• Task
Pick up the blog post below about New York's hold on natural gas drilling and keep writing it from its last sentence.

+++ Reading text +++

Mountainkeeper Comes Off the Mountain to Frolic with Some Far Out Folks
This is our 100th post at the EID Marcellus blog, a terrific milestone indeed, but one made infinitely more satisfying by the subject – the defeat of the attempt by the Catskill Mountainkeeper and its gloomy band of anti-gas special interest allies to extend New York State’s moratorium on natural gas development in the Marcellus Shale.
Such development demands hydraulic fracturing and has been on hold while New York has been finishing up its Supplemental Generic Environmental Statement as a foundation for new regulations that will allow drilling to go forward. Governor Cuomo has told his Department of Environmental Conservation to get the job done but the Mountainkeeper gang of bluebloods from Lew Beach and Woodstock got the General Assembly to pass a moratorium extension and they were desperately hoping the New York Senate would sign on, thereby further delaying things.

+++ Information given +++

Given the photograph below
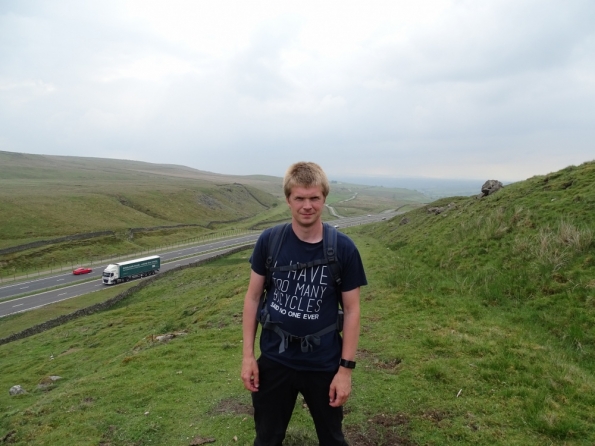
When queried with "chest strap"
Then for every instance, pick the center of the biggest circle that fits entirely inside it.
(306, 342)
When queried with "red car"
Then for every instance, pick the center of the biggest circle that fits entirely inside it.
(78, 271)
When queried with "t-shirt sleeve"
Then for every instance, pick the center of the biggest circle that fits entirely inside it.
(258, 257)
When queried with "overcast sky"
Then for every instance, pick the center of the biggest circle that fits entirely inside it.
(501, 89)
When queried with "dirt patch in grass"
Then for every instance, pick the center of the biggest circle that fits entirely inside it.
(234, 407)
(388, 364)
(435, 416)
(381, 430)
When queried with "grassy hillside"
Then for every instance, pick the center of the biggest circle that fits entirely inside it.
(478, 327)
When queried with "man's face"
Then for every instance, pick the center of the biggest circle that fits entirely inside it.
(306, 204)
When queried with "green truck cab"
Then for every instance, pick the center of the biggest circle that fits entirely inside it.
(131, 269)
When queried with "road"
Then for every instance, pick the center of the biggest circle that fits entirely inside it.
(66, 285)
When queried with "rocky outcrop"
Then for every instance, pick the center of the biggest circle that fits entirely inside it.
(440, 209)
(489, 187)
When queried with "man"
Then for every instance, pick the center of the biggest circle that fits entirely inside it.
(302, 303)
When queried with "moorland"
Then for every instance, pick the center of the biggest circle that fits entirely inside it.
(478, 327)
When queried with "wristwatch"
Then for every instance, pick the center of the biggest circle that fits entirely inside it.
(347, 364)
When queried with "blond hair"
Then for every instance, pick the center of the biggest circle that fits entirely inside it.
(305, 174)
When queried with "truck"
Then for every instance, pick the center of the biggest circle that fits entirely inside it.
(131, 269)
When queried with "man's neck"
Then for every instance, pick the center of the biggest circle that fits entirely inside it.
(309, 234)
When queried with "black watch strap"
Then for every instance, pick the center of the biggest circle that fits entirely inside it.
(347, 364)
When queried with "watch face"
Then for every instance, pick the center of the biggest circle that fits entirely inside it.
(347, 364)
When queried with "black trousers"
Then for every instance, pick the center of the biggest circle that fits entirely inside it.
(276, 397)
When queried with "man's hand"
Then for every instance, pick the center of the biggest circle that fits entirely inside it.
(250, 374)
(340, 387)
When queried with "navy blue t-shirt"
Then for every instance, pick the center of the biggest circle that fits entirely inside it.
(305, 301)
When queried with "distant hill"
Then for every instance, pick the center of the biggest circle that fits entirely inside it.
(142, 205)
(433, 188)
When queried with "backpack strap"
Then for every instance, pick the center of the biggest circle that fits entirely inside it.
(275, 241)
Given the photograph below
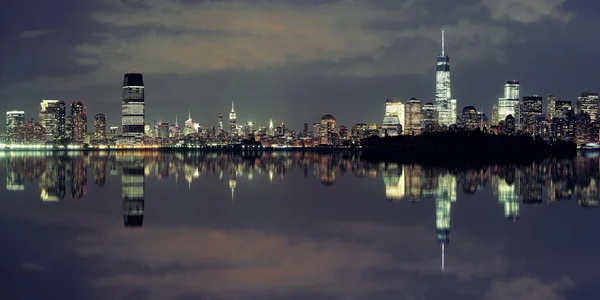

+++

• Exercise result
They lost and now they have come down off the mountain to regroup. Take a look at the message they are sending out (emphasis and “no symbol” are both ours): Whether these communities are “showing that it can be done” remains to be seen as none of these local laws and ordinances have been successfully defended against legal challenges. Indeed, they are being promoted by two wacky groups that have no track records of success. The Catskill Mountainkeeper’s descent into use of such disreputable tactics says a lot about where things stand. The anti-gas special interests are increasingly desperate and throwing everything they’ve got against the wall in hopes some of it, any of it, will stick, but none of it is. Hence, the shrillness increases.
Let’s take a look at the two groups promoting these ridiculous local laws and ordinances that fly in the face of state law in both New York and Pennsylvania. The flakier of the two (it’s very hard to choose) is the Community Environmental Legal Defense Fund (CELDF), which proudly says the following about itself:
The Legal Defense Fund has now become the principal advisor to activists, community groups, and municipal governments struggling to transition from merely regulating corporate harms to stopping those harms by asserting local, democratic control directly over corporations.
It’s anti-capitalist, socialistic mission having been forthrightly declared, the CELDF proceeds to offer model local laws and ordinances that supposedly allow municipalities to do such things as:
- Nullify the USA Patriot Act (Federal legislation).
- Deprive all corporations doing business in the community of the protections of the Contracts Clause or Commerce Clause of the United States Constitution.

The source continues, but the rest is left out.